start Information given
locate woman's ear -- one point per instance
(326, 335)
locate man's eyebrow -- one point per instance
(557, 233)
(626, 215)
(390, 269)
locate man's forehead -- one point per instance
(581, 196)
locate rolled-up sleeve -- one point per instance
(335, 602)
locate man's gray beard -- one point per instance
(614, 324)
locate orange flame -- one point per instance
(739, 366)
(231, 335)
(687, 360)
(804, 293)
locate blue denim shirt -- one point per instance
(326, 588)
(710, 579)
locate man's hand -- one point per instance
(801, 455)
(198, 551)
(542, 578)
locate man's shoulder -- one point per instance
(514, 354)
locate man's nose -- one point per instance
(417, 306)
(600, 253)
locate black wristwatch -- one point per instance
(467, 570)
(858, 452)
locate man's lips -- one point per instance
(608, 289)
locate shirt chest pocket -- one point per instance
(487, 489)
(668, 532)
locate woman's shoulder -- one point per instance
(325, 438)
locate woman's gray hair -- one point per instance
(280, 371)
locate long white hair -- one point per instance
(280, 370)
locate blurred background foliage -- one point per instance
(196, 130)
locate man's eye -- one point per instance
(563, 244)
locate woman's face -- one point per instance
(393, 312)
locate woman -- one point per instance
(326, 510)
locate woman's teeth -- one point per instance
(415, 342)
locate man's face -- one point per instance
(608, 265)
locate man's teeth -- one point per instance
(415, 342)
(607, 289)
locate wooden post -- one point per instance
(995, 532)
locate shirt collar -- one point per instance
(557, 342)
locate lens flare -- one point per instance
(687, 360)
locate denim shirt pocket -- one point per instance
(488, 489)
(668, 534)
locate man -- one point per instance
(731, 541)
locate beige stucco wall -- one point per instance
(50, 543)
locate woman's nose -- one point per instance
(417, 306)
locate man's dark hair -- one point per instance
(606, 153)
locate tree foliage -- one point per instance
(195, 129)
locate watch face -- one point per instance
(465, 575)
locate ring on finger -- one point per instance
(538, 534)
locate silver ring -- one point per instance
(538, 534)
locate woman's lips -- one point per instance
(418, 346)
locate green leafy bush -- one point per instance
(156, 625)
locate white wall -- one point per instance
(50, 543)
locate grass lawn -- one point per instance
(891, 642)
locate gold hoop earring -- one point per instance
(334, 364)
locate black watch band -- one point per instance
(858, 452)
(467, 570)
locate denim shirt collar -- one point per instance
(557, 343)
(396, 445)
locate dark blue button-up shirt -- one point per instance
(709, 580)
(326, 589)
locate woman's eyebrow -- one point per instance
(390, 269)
end Information given
> _What you have to do_
Return everything in the records from the line containing "locate ring on" down through the last line, copied without changes.

> _Result of the task_
locate ring on finger -- one point per instance
(538, 534)
locate silver ring -- one point per instance
(538, 534)
locate woman's lips -- one point per instance
(418, 346)
locate green leafy bush -- one point per instance
(156, 625)
locate white wall -- one point per instance
(50, 543)
locate grass lawn -- one point per instance
(891, 642)
locate gold hoop earring -- one point per instance
(334, 364)
locate black watch band -- one point per instance
(858, 452)
(467, 570)
locate denim shirt collar -- one point per instance
(557, 343)
(396, 445)
locate dark blue button-up shirt -- one point per instance
(709, 580)
(326, 589)
locate woman's eyebrow -- one point per instance
(390, 269)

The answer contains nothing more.